======== QUOTED PASSAGE

Saintly Married Women
In recent times, there was a monk who asked his Spiritual Elder (or Geronda) to reveal to him two examples of living Saints. He directed him to a poor house were two women sat. One was kneading bread and the other was knitting.
‘Is there anyone else living here?’ the monk asked, hoping to see someone more remarkable and saintly.
They told him that their husbands were away, one in the fields, and the other at sea.
Then, the monk asked them what good they had done in their lives. They told him that they had married two brothers. When they got married, they did not have anywhere to live. The only place available to them was this house. So they agreed amongst themselves that they would share it and have it partitioned in the middle. They also made a solemn promise to themselves that they would be patient and not cause any problems so that the friendship between the two brothers would not be broken because of them. They had managed to live in harmony all those years and continued to be good friends even though they had lived so close to each other, and so humbly.
The monk then asked his Geronda if there was anyone else.

================

▶ BRIEF 1: In the story of the saintly married women, where were the two women's husbands when the monk visited?
▶ BRIEF 2: List, in order, every question the monk puts to someone in the story of the saintly married women.
▶ BRIEF 3: Continue the story of the saintly married women, starting after its final sentence.
Nothing in the rows matters here.

======== AVAILABLE DATA

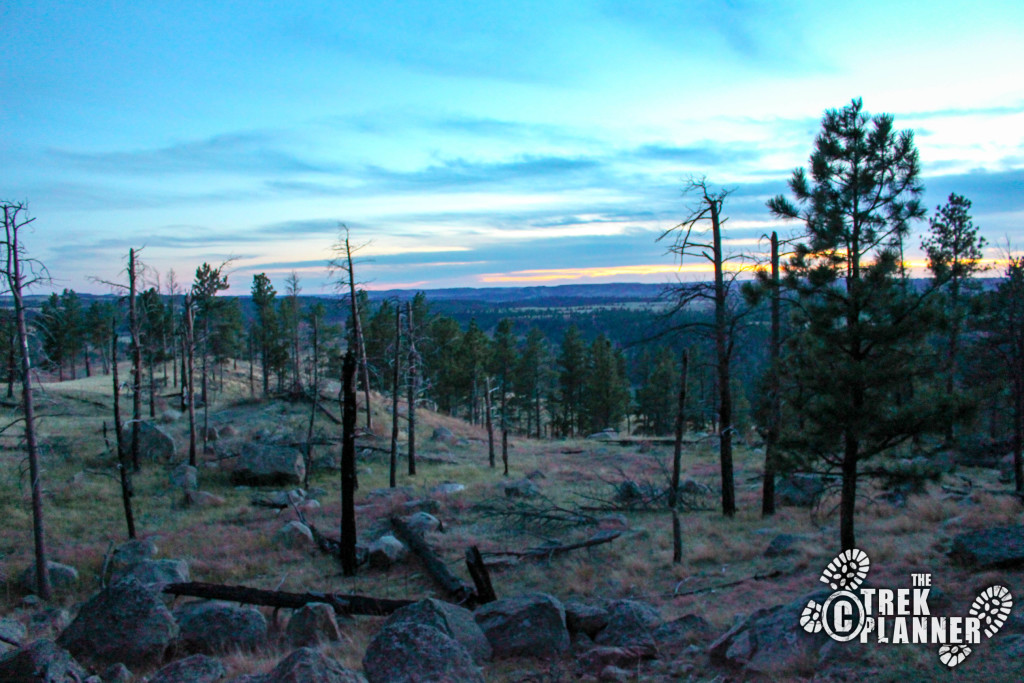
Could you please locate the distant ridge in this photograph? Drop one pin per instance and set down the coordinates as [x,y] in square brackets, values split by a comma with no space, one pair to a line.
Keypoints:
[605,292]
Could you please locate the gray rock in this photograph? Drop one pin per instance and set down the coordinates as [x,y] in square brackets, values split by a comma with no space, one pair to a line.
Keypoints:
[1000,547]
[422,505]
[308,665]
[48,623]
[42,662]
[520,488]
[294,535]
[444,435]
[530,625]
[218,627]
[184,476]
[582,617]
[313,624]
[117,673]
[263,465]
[157,573]
[676,636]
[12,630]
[783,544]
[197,669]
[417,653]
[124,623]
[772,642]
[386,551]
[448,487]
[631,624]
[801,491]
[130,553]
[423,522]
[154,442]
[453,621]
[64,578]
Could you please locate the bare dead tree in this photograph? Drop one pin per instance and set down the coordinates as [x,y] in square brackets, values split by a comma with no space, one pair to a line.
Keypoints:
[344,263]
[188,354]
[123,462]
[413,379]
[18,274]
[488,422]
[677,462]
[348,410]
[699,236]
[395,375]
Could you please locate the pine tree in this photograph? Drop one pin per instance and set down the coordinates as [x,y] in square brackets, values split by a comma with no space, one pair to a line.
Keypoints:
[860,352]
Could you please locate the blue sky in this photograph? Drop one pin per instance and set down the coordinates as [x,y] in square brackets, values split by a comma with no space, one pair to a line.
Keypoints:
[472,143]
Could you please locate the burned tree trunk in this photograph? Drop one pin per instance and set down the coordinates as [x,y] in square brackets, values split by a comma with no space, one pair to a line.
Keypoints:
[123,464]
[395,376]
[348,560]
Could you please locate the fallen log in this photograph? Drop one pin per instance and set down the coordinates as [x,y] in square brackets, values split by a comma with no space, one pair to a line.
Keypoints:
[456,588]
[481,577]
[548,550]
[342,603]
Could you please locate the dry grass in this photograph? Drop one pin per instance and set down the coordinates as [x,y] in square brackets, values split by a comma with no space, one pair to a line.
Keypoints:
[235,543]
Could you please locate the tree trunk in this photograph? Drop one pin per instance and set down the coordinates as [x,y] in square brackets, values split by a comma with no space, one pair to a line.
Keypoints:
[124,467]
[188,353]
[348,408]
[395,375]
[489,423]
[136,361]
[722,349]
[414,386]
[775,415]
[15,283]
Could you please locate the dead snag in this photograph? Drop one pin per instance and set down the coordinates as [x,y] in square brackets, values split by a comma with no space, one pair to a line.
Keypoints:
[481,577]
[455,587]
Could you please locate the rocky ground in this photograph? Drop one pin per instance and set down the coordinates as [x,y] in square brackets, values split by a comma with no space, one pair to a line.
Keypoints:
[617,609]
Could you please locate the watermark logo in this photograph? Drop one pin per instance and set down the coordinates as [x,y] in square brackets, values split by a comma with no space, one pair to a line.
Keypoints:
[899,615]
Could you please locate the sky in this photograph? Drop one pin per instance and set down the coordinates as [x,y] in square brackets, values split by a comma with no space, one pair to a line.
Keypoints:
[473,143]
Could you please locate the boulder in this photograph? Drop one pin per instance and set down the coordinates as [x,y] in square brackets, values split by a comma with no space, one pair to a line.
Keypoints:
[581,617]
[530,625]
[674,637]
[312,624]
[308,665]
[1000,547]
[48,623]
[631,624]
[212,628]
[448,487]
[386,551]
[294,535]
[423,522]
[772,642]
[157,573]
[801,491]
[154,442]
[130,553]
[263,465]
[124,623]
[184,476]
[197,669]
[64,578]
[409,652]
[11,630]
[453,621]
[783,544]
[117,673]
[42,662]
[443,435]
[520,488]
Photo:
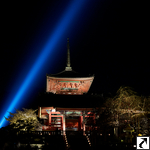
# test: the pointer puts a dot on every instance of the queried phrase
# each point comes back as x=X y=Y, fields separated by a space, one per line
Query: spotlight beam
x=65 y=22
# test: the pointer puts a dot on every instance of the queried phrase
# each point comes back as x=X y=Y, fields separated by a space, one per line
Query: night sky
x=109 y=38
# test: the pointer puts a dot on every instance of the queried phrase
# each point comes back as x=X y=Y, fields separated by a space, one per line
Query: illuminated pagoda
x=66 y=88
x=68 y=81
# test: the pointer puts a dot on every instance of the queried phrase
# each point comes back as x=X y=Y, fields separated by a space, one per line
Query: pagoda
x=68 y=82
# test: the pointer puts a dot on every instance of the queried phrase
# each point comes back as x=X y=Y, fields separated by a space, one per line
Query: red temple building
x=65 y=84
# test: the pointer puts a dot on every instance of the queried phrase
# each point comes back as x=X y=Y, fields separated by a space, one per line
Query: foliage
x=24 y=120
x=124 y=106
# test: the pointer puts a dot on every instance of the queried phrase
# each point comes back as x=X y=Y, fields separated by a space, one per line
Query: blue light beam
x=66 y=20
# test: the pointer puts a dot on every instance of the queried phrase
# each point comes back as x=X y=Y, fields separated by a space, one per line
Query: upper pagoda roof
x=70 y=74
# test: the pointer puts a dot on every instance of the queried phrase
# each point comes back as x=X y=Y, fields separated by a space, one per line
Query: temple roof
x=70 y=74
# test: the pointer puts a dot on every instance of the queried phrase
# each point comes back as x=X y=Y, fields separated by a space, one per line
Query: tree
x=24 y=120
x=128 y=107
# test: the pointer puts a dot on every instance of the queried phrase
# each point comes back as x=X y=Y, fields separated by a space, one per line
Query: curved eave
x=73 y=78
x=69 y=74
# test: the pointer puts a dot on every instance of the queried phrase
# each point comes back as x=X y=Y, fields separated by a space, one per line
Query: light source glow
x=66 y=21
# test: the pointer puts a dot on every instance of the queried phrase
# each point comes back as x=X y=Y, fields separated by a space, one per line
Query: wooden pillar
x=49 y=121
x=64 y=122
x=84 y=121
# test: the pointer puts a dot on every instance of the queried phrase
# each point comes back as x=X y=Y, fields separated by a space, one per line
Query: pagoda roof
x=70 y=74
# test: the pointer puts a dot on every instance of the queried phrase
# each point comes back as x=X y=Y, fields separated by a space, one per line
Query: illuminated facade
x=70 y=119
x=65 y=83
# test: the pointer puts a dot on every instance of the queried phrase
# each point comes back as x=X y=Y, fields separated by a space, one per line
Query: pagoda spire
x=68 y=68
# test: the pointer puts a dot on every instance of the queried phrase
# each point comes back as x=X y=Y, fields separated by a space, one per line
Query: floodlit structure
x=67 y=82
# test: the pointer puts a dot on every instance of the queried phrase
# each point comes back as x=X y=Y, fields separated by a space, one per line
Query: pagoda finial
x=68 y=68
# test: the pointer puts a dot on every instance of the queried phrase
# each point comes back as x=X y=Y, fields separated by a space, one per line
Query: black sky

================

▶ EXERCISE OUTPUT 1: One husband was in the fields and the other was at sea.

▶ EXERCISE OUTPUT 2:
- He asks his Spiritual Elder to reveal two examples of living Saints.
- He asks the women, "Is there anyone else living here?"
- He asks the women what good they had done in their lives.
- He asks his Geronda if there was anyone else.

▶ EXERCISE OUTPUT 3:
There was once a woman who lived with her husband for many years but they did not have a child. So one day the husband went away, and after a while returned with a new woman with whom he had had a child. His wife blamed herself for not being able to give him a child and so she accepted them all in her house; her unfaithful husband, his mistress, and the baby which she loved as her own. The mistress was a difficult person and short tempered, and treated the wife like a servant. When the wife died at the age of fifty, the whole house became illuminated with a saintly glow and fragrant myrrh exuded from it.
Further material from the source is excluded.